• [GIVEN DATA]:
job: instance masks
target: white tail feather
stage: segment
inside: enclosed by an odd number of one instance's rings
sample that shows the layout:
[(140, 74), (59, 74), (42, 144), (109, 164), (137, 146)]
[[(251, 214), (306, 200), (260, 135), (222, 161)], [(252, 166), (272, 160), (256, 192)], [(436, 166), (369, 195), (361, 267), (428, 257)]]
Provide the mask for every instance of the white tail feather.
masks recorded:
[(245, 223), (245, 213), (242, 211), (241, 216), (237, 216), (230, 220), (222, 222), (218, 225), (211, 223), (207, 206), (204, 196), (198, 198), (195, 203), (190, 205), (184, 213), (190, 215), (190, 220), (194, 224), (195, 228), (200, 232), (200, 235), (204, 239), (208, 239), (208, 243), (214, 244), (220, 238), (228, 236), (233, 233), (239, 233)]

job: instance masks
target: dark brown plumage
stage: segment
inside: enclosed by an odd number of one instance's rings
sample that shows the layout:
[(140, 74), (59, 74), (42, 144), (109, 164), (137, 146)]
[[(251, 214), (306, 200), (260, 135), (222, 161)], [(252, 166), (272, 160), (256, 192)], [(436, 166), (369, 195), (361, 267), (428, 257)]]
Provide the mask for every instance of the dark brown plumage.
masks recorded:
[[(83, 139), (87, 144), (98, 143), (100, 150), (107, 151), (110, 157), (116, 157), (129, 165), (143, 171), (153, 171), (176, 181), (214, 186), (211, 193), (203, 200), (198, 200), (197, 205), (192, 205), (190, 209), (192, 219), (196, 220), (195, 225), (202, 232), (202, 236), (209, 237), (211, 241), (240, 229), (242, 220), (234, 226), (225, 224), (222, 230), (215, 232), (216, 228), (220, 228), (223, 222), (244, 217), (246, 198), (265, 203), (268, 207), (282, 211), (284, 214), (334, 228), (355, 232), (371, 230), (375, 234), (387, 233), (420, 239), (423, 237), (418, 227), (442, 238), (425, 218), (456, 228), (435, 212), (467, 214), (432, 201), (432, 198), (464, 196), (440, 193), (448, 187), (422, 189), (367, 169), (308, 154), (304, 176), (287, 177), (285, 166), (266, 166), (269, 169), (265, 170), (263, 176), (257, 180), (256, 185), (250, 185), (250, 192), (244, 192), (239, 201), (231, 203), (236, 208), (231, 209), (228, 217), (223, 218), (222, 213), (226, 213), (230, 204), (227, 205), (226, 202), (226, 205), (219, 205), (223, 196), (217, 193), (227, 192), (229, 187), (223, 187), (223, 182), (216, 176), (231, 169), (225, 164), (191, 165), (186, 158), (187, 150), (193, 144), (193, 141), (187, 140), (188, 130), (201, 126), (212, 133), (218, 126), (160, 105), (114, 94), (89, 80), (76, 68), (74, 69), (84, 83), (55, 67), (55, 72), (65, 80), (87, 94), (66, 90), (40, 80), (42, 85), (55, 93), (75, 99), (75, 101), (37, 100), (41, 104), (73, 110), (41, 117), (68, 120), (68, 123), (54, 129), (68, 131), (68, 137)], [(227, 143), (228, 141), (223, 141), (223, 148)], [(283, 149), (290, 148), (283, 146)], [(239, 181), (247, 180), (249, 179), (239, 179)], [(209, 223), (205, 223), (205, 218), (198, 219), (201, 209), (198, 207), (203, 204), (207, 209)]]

• [PROBLEM TO WORK ON]:
Copy the material above line for line, without any change.

• [FULL SOLUTION]:
job: instance masks
target: white tail feather
stage: segment
inside: enclosed by an odd number of one instance's rings
sample that shows the layout:
[(140, 74), (59, 74), (42, 144), (109, 164), (137, 146)]
[[(251, 214), (306, 200), (260, 135), (222, 161)], [(252, 166), (272, 160), (256, 192)], [(436, 166), (369, 195), (361, 267), (428, 257)]]
Provide the mask for every instance of the white tail feather.
masks recorded:
[(245, 223), (245, 213), (242, 211), (241, 216), (237, 216), (230, 220), (222, 222), (218, 225), (211, 223), (207, 206), (204, 196), (198, 198), (195, 203), (190, 205), (184, 213), (190, 215), (190, 220), (194, 224), (195, 228), (200, 232), (200, 235), (204, 239), (208, 239), (208, 243), (214, 244), (220, 238), (228, 236), (233, 233), (239, 233)]

job: instance masks
target: dark brown plumage
stage: segment
inside: enclosed by an odd number of one instance's rings
sample that shows the layout:
[(140, 74), (59, 74), (42, 144), (109, 164), (137, 146)]
[[(251, 214), (306, 200), (260, 135), (222, 161)], [(252, 166), (272, 160), (256, 192)], [(436, 166), (369, 195), (361, 267), (428, 257)]]
Provide the mask for every instance of the dark brown plumage.
masks recorded:
[[(83, 139), (87, 144), (98, 143), (100, 150), (107, 151), (110, 157), (116, 157), (129, 165), (143, 171), (153, 171), (176, 181), (214, 186), (211, 193), (203, 200), (198, 200), (197, 205), (192, 205), (190, 209), (192, 219), (196, 220), (195, 225), (202, 232), (202, 236), (209, 237), (211, 241), (240, 229), (242, 220), (234, 226), (225, 224), (222, 230), (215, 232), (216, 228), (220, 228), (223, 222), (244, 217), (246, 198), (265, 203), (268, 207), (282, 211), (284, 214), (334, 228), (355, 232), (371, 230), (375, 234), (387, 233), (420, 239), (423, 237), (418, 227), (442, 238), (425, 218), (456, 228), (435, 212), (467, 214), (432, 201), (432, 198), (464, 196), (440, 193), (448, 187), (422, 189), (367, 169), (308, 154), (304, 176), (287, 177), (285, 166), (266, 166), (269, 169), (265, 170), (263, 176), (257, 180), (256, 185), (250, 185), (250, 192), (244, 192), (239, 201), (231, 203), (236, 208), (231, 209), (228, 217), (223, 218), (222, 213), (226, 213), (230, 204), (227, 205), (226, 202), (226, 205), (219, 205), (223, 196), (217, 193), (227, 192), (229, 187), (223, 187), (223, 182), (216, 176), (231, 169), (225, 164), (191, 165), (186, 158), (187, 150), (193, 144), (193, 141), (187, 140), (188, 130), (201, 126), (212, 133), (218, 126), (160, 105), (114, 94), (89, 80), (76, 68), (74, 69), (84, 83), (55, 67), (55, 72), (65, 80), (87, 94), (66, 90), (40, 80), (42, 85), (55, 93), (75, 99), (75, 101), (37, 100), (41, 104), (73, 110), (41, 117), (68, 120), (68, 123), (54, 129), (68, 131), (68, 137)], [(227, 143), (228, 141), (223, 141), (223, 148)], [(283, 149), (290, 148), (283, 146)], [(239, 181), (247, 180), (249, 179), (239, 179)], [(209, 223), (205, 223), (205, 218), (198, 219), (201, 209), (198, 207), (203, 204), (207, 209)]]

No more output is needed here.